VORLIEGENDER TEXT:
──────────

Zusammenfassung
Golden-Standardversorgung extraarti-kulärer und kombiniert intra- und extraartikulärer
distaler Femurfrakturen ist die Kondylenplattenosteosynthese (CP), ein Verfahren,
das im Vergleich zu intramedullären Retentionsverfahren nachweislich mit einer hohen
Komplikationsrate einhergeht. Ein neu entwickelter intramedullärer Kraftträger zur
Retention von supra- und supradiakondylären Femurfrakturen, der distale Femurnagel
(DFN), wird vorgestellt. Es handelt sich um einen soliden unaufgebohrten Verriegelungsnagel
aus Titan, der retrograd über die interkondyläre Notch implantiert wird und zwei distale
Verriegelungsoptionen (zwei 6,0-mm-Verriegelungsschrauben oder eine 6,0-mm-Verriegelungsschraube
und Spiralklinge) besitzt. Eigene vorab durchgeführte vergleichende biomechanische
Testungen (DFN versus CP) zeigten für die axiale Hauptbeanspruchung eine überlegene
Steifigkeit und Festigkeit des DFN gegenüber der Kondylenplatte und für osteoporotische
Frakturen signifikante Stabilitätsvorteile der Spiralklingenverriegelung gegenüber
der Schraubenverriegelung-Methodik: Die klinischen Ergebnisse nach Osteosynthese distaler
Femurfrakturen mit dem DFN wurden bei 73 Patienten mit 74 Frakturen (suprakondylären
[AO-Klassifikation 33.A-Frakturen], supradiakondylären [33.C-Frakturen] und Femurschaftfrakturen
[32.X-Frakturen]) im Rahmen einer Multizenterstudie prospektiv erfaßt. Ergebnisse:
Implantation des Nagels und geschlossene Reposition der suprakondylären Fraktur sowie
distale Verriegelung mittels Zielbügel wurden von den Operateuren überwiegend als
leicht (91 %) eingestuft. Bei der Nachuntersuchung, die im Mittel nach 6 Monaten erfolgte,
konnten 3 von 4 Patienten ihr Bein voll belasten und frei bewegen, wohingegen nur
3 % der Patienten über ständige Schmerzen klagten und nicht in der Lage waren, ihr
Bein zu belasten. 5 % wiesen ein Streckdefizit von mehr als 10 Grad, 8 % eine relevante
Beinverkürzung von mehr als 15 mm und 15 % eine relevante Varus-/Valgus oder Rekurvationsfehlstellung
der Femurschaftachse auf, bei 8 % der Osteosynthesen kam es zu einem Auslockern der
Verriegelungsschraube oder Spiralklinge. Alle Frakturen waren zum Zeitpunkt der Nachuntersuchung
konsolidiert. Eine primäre oder sekundäre Spongiosaplastik war in keinem Fall notwendig
geworden, eine Pseudarthrose wurde nicht gesehen. Je einmal wurde ein Osteosyntheseversagen,
einmal ein Infekt und ein Nagelbruch beobachtet. Das Behandlungsergebnis wurde von
den Patienten rein subjektiv in 87 % als sehr gut und gut und in 13 % als befriedigend
eingestuft. In der abschließenden Gesamtbeurteilung der verantwortlichen Operateure
wurde der Verlauf in 84 % als sehr gut und gut und in 17 % als befriedigend eingeschätzt.

──────────

Datensatzeinträge:
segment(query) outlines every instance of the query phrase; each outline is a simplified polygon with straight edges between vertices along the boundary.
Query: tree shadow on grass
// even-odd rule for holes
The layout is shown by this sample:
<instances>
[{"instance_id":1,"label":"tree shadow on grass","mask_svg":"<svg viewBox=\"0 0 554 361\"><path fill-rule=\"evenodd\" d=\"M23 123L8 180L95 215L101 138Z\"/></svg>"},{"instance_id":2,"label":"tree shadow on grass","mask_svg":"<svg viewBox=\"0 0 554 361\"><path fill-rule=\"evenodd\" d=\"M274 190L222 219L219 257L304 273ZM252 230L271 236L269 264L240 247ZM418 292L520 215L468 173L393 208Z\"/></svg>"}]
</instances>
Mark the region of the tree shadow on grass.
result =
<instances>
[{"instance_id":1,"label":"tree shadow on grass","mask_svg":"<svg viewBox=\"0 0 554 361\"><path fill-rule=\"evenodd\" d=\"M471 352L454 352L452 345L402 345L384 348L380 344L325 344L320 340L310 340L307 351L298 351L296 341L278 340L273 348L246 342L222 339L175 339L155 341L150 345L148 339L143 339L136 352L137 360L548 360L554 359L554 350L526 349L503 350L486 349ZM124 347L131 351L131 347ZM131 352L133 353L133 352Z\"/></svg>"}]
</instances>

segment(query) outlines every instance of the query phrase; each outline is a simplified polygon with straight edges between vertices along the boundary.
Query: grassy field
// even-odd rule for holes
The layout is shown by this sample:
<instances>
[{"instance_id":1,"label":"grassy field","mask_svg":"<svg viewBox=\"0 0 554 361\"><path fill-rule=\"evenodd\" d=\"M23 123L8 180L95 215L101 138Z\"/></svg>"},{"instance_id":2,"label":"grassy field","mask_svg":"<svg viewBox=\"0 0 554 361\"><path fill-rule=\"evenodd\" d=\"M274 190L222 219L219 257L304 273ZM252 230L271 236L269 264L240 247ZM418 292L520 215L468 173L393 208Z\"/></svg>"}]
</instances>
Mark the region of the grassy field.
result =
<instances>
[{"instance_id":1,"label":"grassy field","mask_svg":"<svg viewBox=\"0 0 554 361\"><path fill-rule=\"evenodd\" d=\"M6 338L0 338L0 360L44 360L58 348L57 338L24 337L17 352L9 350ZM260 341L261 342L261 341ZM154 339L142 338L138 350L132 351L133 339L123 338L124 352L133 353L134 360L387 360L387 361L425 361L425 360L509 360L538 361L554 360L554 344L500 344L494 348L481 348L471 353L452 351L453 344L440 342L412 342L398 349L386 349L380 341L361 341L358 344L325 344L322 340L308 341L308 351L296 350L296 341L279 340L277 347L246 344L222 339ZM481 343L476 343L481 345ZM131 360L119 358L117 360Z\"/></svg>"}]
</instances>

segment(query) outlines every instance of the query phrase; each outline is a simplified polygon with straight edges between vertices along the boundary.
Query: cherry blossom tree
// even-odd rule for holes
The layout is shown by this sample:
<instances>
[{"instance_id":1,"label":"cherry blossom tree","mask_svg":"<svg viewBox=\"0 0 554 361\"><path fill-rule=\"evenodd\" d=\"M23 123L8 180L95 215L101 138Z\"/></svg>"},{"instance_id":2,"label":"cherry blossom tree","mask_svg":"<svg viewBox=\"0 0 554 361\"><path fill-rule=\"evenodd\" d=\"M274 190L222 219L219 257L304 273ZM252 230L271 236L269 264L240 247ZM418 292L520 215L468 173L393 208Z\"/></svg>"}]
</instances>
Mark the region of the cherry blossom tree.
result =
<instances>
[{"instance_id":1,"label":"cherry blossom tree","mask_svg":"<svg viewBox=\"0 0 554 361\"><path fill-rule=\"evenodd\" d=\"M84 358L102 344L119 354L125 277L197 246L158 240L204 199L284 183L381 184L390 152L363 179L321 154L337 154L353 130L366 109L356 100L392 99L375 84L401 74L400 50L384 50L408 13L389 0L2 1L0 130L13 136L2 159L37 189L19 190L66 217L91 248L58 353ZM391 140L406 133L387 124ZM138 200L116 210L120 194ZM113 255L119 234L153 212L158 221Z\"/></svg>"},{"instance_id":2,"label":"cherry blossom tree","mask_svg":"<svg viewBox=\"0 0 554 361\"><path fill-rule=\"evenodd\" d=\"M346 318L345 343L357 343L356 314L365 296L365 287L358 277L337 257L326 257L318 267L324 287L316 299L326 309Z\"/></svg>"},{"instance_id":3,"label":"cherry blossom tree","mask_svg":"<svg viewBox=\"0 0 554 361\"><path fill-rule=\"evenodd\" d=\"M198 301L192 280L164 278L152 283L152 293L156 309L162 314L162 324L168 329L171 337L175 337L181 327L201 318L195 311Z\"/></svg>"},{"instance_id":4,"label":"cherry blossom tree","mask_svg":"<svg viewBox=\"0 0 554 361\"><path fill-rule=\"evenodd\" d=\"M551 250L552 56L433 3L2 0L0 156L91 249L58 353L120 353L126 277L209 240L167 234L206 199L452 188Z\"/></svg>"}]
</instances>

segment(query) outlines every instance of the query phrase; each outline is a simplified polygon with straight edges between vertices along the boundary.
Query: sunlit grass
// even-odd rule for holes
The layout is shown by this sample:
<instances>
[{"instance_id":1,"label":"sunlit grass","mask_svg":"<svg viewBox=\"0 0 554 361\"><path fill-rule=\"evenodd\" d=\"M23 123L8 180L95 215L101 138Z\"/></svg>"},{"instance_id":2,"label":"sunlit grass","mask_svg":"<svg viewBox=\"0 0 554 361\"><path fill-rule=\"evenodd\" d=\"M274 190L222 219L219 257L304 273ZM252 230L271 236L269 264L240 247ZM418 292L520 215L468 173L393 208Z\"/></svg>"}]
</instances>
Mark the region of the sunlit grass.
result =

──────────

FRAGEN ZUM MATERIAL:
A. Kürzen Sie den Absatz der Zusammenfassung zum distalen Femurnagel, der mit „Golden-Standardversorgung extraarti-kulärer“ beginnt, zu einer Stichpunktliste und behalten Sie dabei die wesentlichen Fakten bei.
B. Nennen Sie alle Frakturarten, die laut der Zusammenfassung zum distalen Femurnagel in der Multizenterstudie erfasst wurden, jeweils mit ihrer AO-Klassifikation.
C. Bitte führen Sie die Zusammenfassung zum distalen Femurnagel im Anschluss an ihren letzten Satz weiter.
Die Datensatzeinträge sind eigenständiges Material und gehören nicht zum Text.

ANTWORTEN IM EINZELNEN:
A.
- Standardversorgung extraartikulärer und kombiniert intra- und extraartikulärer distaler Femurfrakturen ist die Kondylenplattenosteosynthese (CP). Im Vergleich zu intramedullären Verfahren hat sie eine hohe Komplikationsrate.
- Neues Implantat: der distale Femurnagel (DFN). Er ist ein solider, unaufgebohrter Verriegelungsnagel aus Titan und wird retrograd über die interkondyläre Notch implantiert. Für die distale Verriegelung gibt es zwei Optionen: zwei 6,0-mm-Schrauben oder eine 6,0-mm-Schraube plus Spiralklinge.
- Biomechanik: Bei axialer Hauptbeanspruchung ist der DFN steifer und fester als die Kondylenplatte. Bei osteoporotischen Frakturen ist die Spiralklingenverriegelung deutlich stabiler als die Schraubenverriegelung.
- Studie: prospektive Multizenterstudie mit 73 Patienten und 74 Frakturen (33.A, 33.C, 32.X).
- Operation: Implantation, geschlossene Reposition und distale Verriegelung wurden überwiegend als leicht eingestuft (91 %).
- Nachuntersuchung nach im Mittel 6 Monaten: 3 von 4 Patienten konnten das Bein voll belasten und frei bewegen. 3 % hatten ständige Schmerzen und konnten das Bein nicht belasten.
- Befunde: 5 % Streckdefizit über 10 Grad, 8 % Beinverkürzung über 15 mm, 15 % relevante Varus-/Valgus- oder Rekurvationsfehlstellung, 8 % Auslockern von Verriegelungsschraube oder Spiralklinge.
- Alle Frakturen waren konsolidiert. Eine Spongiosaplastik war nie nötig, eine Pseudarthrose trat nicht auf. Je einmal kam es zu Osteosyntheseversagen, Infekt und Nagelbruch.
- Bewertung: Die Patienten urteilten zu 87 % sehr gut und gut, zu 13 % befriedigend. Die Operateure urteilten zu 84 % sehr gut und gut, zu 17 % befriedigend.

B.
- suprakondyläre Frakturen (33.A)
- supradiakondyläre Frakturen (33.C)
- Femurschaftfrakturen (32.X)

C.
Schlussfolgerung: Geschlossene Reposition und Retention von suprakondylären und supradiakondylären
Femurfrakturen sind in der beschriebenen Technik minimal invasiv und technisch einfach
zu bewerkstelligen. Der DFN ist für die Versorgung extraartikulärer und kombiniert
intra- und extraartikulärer distaler Femurfrakturen ein geeignetes, sicheres und empfehlenswertes
Implantat. Die Kombination größere Oberfläche der Spiralklinge mit daraus resultierender
günstigerer Verteilung der auf den weichen metaphysären Knochen axial eingeleiteten
Last und winkelstabile Verankerung lassen vor allem beim osteoporotischen Knochen
und/oder hochgradig instabilen Frakturen bei der Spiralklingenverriegelung einen günstigen
Einfluss auf das bei der Anwendung anderer distaler Nageltechniken beobachtete Problem
der Bolzenlockerung, Bolzen- und Nagelprotrusion erwarten.